» Excerpted text
An agent that optimises a single optimal policy from mixed strategy commitment [1].

References

get_commitment()

Get the commitment from the leader.

Returns:: The current strategy of the leader.
Return type:: ndarray

make_follower(): Make this agent the follower.

make_leader(): Make this agent the leader.

objective_function(theta, q_values)

The objective function.

Parameters:

theta (ndarray) – The policy parameters.
q_values (ndarray) – Learned Q-values used to calculate the SER from these parameters.

Returns:

The utility from the current parameters theta and Q-values.

Return type:

float

select_action(commitment)

Select an action based on the commitment of the leader.

Parameters:: commitment (ndarray) – The message that was sent.
Returns:: The selected action.
Return type:: int

select_committed(leader_strategy)

Sample an action from the committed strategy.

Parameters:: leader_strategy (ndarray) – The mixed strategy the leader committed to.
Returns:: The committed action.
Return type:: int

select_counter_action(leader_strategy)

Perform an update to learn a counter policy and sample an action using this policy.

Parameters:: leader_strategy (ndarray) – The committed pure strategy from the leader.
Returns:: The selected action.
Return type:: int

update(commitment, actions, reward)

Perform an update of the agent. Specifically updates the Q-tables, policies and hyperparameters.

Parameters:

commitment (int) – The opponent’s committed action.
actions (List[int]) – The actions selected in an episode.
reward (float) – The reward that was obtained by the agent in that episode.

Returns:

update_parameters(): Update the internal parameters of the agent.

update_q_table(actions, reward)

Update the joint-action Q-table.

Parameters:

actions (List[int]) – The actions taken by the agents.
reward (float) – The reward obtained by this agent.

Returns:

ramo.commitment.execute_commitment module

ramo.commitment.execute_commitment.execute_commitment(monfg, u_tpl, experiment='coop_action', runs=100, episodes=5000, rollouts=100, alternate=False, alpha_lq=0.01, alpha_ltheta=0.01, alpha_fq=0.01, alpha_ftheta=0.01, alpha_cq=0.01, alpha_ctheta=0.01, alpha_q_decay=1, alpha_theta_decay=1, alpha_com_decay=1, seed=None)

Execute a commitment experiment.

Parameters:

payoff_matrices (MONFG) – An MONFG object.
u_tpl (Tuple[callable]) – A tuple of utility functions.
experiment (str, optional) – The type of commitment experiment to execute. (Default value = ‘coop_action’)
runs (int, optional) – The number of times to repeat the experiment. (Default value = 100)
episodes (int, optional) – The number of episodes in one run of the experiment. (Default value = 5000)
rollouts (int, optional) – The number of Monte-Carlo simulations at each episode. (Default value = 100)
alternate (bool, optional) – Whether to alternate the players between leader and follower. (Default value = False)
alpha_lq (float, optional) – The learning rate for leader Q-values. (Default value = 0.01)
alpha_ltheta (float, optional) – The learning rate for leader policy parameters. (Default value = 0.01)
alpha_fq (float, optional) – The learning rate for follower Q-values. (Default value = 0.01)

» Supplied information
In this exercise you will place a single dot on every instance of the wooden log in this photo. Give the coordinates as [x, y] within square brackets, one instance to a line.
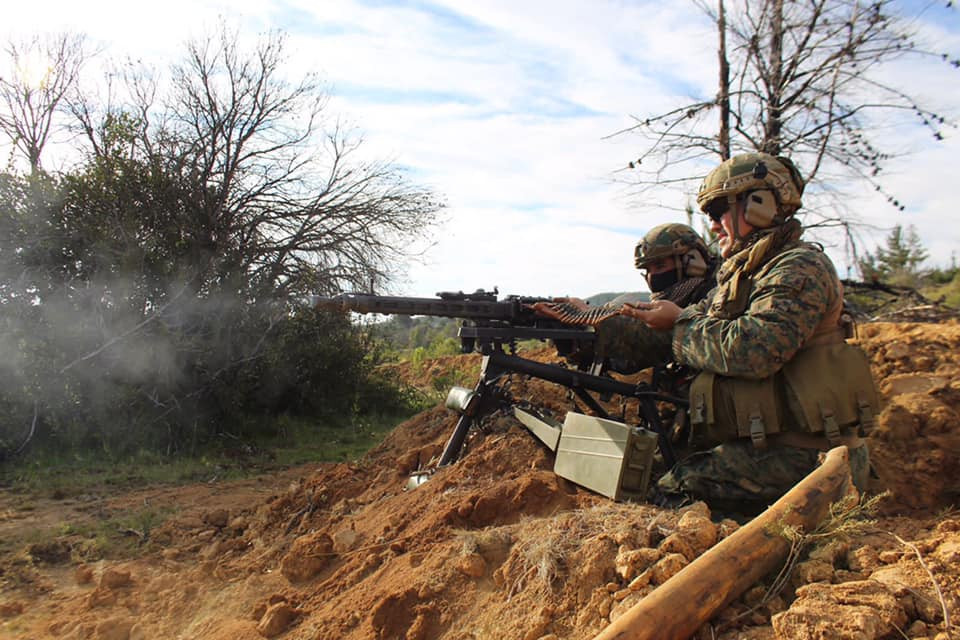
[678, 607]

» Task list
**A)** Turn the paragraph in the documentation excerpt that begins "Perform an update of the agent" into a short bulleted list that keeps its main facts.
**B)** Retype the documentation excerpt word for word, starting at "Returns:: The current" and ending at "The objective function.".

» Solutions to each task
**A)**
- Performs an update of the agent
- Updates the Q-tables
- Updates the policies
- Updates the hyperparameters

**B)**
Returns:: The current strategy of the leader.
Return type:: ndarray

make_follower(): Make this agent the follower.

make_leader(): Make this agent the leader.

objective_function(theta, q_values)

The objective function.